要件
下の歌の解説について答えよ。
(a) 77の歌を詠んだのは誰か。
(b) 76の歌の「物部の大臣」とは誰のことか。
(c) 78の歌で御輿をとどめた「長屋原」は、現在のどこにあるか。

抜粋
------------------------------------------------------------

巻第1-76~78
76 ますらをの鞆(とも)の音(おと)すなり物部(もののべ)の大臣(おほまへつきみ)楯(たて)立つらしも 77 吾が大君(おほきみ)ものな思ほし皇神(すめかみ)の継ぎて賜(たま)へる我(われ)なけなくに 78 飛ぶ鳥の明日香(あすか)の里を置きて去(い)なば君があたりは見えずかもあらむ |
【意味】
〈76〉勇ましい男子たちの鞆の音が聞こえる。物部の大臣が楯を立てているらしい。
〈77〉お仕え申し上げる大君よ、ご心配なさいますな。皇祖の神が、あなた様に次いでこの世に下し賜わった、私という者がお側にいるではないですか。
〈78〉明日香の里をあとにして、奈良の都に行ってしまえば、あなたが住んでいたところは見えなくなってしまうのか。
【説明】
76・78が、元明天皇の御製歌。77は、76の歌に御名部皇女(みなべのひめみこ)が和したもの。元明天皇は、天智天皇の第4皇女で草壁皇子の妃、持統天皇の妹にあたります。702年に持統太上天皇が58歳で崩御、そして707年に、子である文武天皇が25歳で崩御したため、孫の首(おびと)皇子(当時7歳、後の聖武天皇)が成長するまでのつなぎとして即位しました(和銅元年:708年)。元明天皇はこの時すでに47歳。御名部皇女は、元明天皇の同母姉にあたります。御名部皇女は高市皇子の妃となっており、長屋王を生んでいました。長屋王は、元明天皇の甥として、この8世紀初頭の30年間に重要な役割を果たす人物です。
76は、宮の近くで将軍が兵の調練をしており、弓を射たときの弓弦の反動を受ける「鞆」の音が聞こえる、と言っています。まことにりりしく、きびきびした調べの歌であり、巻第1-35に、即位より前の、夫の草壁皇子が亡くなって間もない頃に詠んだ歌がありますが、全く別人の感があります。将軍の「物部の大臣」は石上麻呂(いそのかみのまろ)のことで、石上氏はもと物部氏でした。即位間もない天皇の、みちのくの蝦夷の反乱を心配しての御製らしく、77で御名部皇女が「ご心配なさいますな」と御答えしています。姉である皇女が、妹である天皇にこのような雄々しい歌を奉じているのはまことに感慨深いところであり、健気にも女帝を支えていこうとする心意気が窺えます。「ものな思ほし」の「な」は禁止。「なけなくに」は、いないわけではないのに。
なお余談ですが、ここの将軍・石上麻呂は、『竹取物語』中で、かぐや姫に求婚する貴公子の一人として登場する人物です。かぐや姫から、求婚を受け入れる条件として望まれた燕(つばめ)の子安貝を取ろうとして失敗し、腰を折って死ぬというストーリーになっています。
78は、和銅3年(710年)の2月に、藤原宮から寧楽宮(奈良の宮)に遷った時に、御輿を長屋原にとどめて、藤原宮を見たという歌です。「長屋原」は、現在の天理市にあり、ちょうど中つ道の中間点にあたります。中つ道とは、香具山からまっすぐ北に伸びた道で、大和国内には、上つ道、中つ道、下つ道という南北を平行して縦貫する3本の古道(大和三道)がありました。「飛ぶ鳥の」は「明日香」の枕詞。「見えずかもあらむ」の「かも」は詠嘆的疑問、「む」は推量。

------------------------------------------------------------

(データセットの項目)
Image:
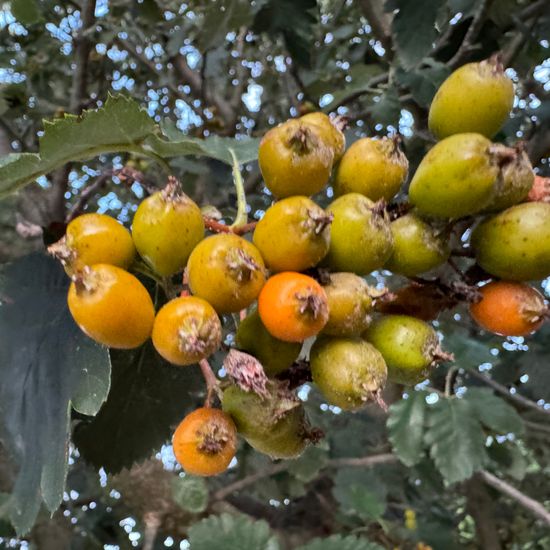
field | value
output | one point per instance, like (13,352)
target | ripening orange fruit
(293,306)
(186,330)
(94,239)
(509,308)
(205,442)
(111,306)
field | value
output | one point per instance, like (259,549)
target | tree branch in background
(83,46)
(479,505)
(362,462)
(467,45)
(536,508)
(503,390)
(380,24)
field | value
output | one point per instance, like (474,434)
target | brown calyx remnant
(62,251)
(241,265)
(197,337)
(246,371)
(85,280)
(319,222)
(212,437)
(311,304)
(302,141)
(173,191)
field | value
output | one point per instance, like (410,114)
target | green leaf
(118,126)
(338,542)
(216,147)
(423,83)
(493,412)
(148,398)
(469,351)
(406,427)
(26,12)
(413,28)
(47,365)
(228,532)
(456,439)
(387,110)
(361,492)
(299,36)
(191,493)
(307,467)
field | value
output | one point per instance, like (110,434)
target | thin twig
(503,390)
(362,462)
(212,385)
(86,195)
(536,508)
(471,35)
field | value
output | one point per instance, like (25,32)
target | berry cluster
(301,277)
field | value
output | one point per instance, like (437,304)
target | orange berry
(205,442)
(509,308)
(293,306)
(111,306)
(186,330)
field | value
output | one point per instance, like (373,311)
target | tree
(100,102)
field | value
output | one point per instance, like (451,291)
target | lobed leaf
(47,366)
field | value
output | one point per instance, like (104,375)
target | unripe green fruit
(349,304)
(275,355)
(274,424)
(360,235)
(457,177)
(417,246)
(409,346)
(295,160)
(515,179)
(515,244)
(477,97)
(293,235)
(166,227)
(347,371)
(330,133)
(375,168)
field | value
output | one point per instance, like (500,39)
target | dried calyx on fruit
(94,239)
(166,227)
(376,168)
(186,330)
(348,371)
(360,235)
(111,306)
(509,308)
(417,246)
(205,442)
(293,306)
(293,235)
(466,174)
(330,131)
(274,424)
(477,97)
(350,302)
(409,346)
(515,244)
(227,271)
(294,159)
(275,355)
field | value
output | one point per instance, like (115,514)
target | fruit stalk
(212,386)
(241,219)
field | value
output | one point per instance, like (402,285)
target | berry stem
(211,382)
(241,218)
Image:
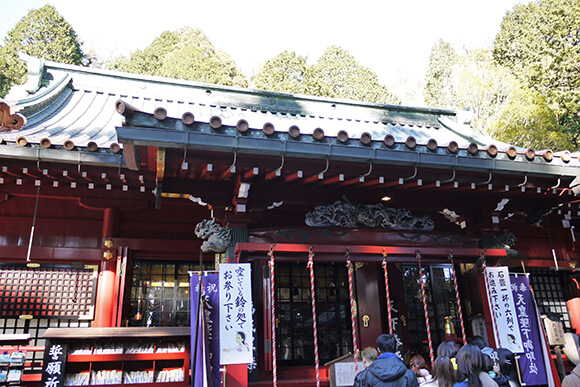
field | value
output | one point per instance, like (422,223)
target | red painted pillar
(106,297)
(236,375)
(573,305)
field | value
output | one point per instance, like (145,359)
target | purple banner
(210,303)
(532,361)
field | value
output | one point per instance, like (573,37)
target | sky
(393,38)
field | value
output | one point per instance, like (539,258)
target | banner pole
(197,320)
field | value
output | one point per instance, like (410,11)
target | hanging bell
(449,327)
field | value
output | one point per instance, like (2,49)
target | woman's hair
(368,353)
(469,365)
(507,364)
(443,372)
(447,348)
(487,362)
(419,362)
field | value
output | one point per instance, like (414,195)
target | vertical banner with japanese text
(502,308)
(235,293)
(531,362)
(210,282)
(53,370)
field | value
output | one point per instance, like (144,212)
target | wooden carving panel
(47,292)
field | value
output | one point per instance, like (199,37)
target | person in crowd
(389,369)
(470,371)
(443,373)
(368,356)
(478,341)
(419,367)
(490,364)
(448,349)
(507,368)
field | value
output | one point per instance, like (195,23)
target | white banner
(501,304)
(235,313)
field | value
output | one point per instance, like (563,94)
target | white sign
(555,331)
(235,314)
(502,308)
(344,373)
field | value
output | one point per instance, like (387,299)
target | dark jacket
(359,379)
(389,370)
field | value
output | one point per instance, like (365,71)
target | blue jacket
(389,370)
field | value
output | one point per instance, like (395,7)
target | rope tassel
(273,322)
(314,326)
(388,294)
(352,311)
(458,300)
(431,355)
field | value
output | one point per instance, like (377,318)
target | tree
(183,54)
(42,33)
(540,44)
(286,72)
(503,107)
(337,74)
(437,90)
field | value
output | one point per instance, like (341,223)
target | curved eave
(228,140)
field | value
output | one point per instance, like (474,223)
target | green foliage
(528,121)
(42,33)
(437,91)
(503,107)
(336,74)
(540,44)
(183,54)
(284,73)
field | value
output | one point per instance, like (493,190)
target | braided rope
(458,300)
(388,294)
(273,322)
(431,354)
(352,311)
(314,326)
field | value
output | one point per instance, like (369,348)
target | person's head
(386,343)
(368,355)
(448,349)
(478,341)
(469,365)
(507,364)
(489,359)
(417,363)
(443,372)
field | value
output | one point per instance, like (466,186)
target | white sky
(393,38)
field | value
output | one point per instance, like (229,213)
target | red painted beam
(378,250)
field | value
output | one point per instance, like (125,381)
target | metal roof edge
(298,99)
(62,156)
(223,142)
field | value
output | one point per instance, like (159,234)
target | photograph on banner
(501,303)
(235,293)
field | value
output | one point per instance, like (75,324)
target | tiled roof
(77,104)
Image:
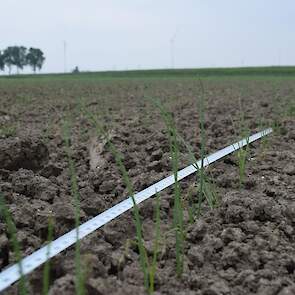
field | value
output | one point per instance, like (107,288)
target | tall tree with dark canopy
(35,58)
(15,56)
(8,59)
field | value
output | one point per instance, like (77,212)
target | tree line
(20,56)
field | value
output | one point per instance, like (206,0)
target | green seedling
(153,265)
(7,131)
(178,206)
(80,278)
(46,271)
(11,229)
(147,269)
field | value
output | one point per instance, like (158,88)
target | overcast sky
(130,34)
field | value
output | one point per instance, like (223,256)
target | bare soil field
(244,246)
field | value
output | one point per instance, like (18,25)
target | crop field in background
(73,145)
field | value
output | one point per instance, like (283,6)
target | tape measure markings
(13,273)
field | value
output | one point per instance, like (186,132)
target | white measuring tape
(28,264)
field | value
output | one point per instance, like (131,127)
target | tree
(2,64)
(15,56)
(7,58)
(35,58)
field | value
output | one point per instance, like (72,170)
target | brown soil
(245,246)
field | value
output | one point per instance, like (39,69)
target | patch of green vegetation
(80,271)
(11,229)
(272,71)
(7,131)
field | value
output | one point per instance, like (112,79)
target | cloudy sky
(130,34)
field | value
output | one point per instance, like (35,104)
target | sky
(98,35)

------------------------------------------------------------

出力結果
(a) 御名部皇女
(b) 石上麻呂
(c) 天理市